## Problem details
Reproduce the material below with "roof vent" changed to "chimney" and everything else left as it is.

## Raw records
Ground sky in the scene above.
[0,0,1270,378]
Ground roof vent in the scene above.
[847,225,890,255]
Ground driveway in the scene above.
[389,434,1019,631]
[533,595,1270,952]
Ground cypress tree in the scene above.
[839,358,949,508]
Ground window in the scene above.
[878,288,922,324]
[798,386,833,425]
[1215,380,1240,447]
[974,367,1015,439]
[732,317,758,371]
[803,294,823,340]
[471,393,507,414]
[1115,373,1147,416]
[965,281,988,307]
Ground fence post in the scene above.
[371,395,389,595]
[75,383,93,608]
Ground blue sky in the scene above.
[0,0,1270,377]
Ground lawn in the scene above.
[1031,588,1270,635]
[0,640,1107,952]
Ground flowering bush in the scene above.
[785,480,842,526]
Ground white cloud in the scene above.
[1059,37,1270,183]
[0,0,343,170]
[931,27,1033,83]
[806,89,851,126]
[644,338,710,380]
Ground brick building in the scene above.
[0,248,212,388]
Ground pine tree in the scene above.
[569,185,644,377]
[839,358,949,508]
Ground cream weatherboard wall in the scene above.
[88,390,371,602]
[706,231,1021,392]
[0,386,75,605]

## Result of the exercise
Ground sky in the scene above.
[0,0,1270,378]
Ground chimney in the scene above.
[847,225,890,255]
Ground driveway in the scene above.
[389,434,1019,631]
[533,595,1270,952]
Ground cypress tree in the scene above.
[839,358,949,508]
Ground window in the scene above.
[878,288,922,324]
[798,386,833,425]
[1215,380,1240,447]
[974,367,1015,439]
[732,317,758,371]
[803,294,823,340]
[471,393,507,414]
[1115,373,1147,416]
[965,281,988,307]
Ground fence post in the scene above.
[371,395,389,595]
[75,383,93,608]
Ground blue sky in the scene above.
[0,0,1270,377]
Ground lawn in the scene above.
[1031,588,1270,635]
[0,640,1107,952]
Ground flowering bush in the scene above.
[785,480,842,526]
Ground white cloud in the scene above.
[1059,37,1270,183]
[0,0,343,170]
[931,27,1033,83]
[806,89,851,126]
[644,338,710,380]
Ground brick building in the scene above.
[0,248,212,388]
Ground pine tree in the scene above.
[569,185,644,377]
[839,358,949,508]
Ground cream weatherboard wall in the scene above.
[88,390,371,602]
[706,231,1021,392]
[0,386,75,605]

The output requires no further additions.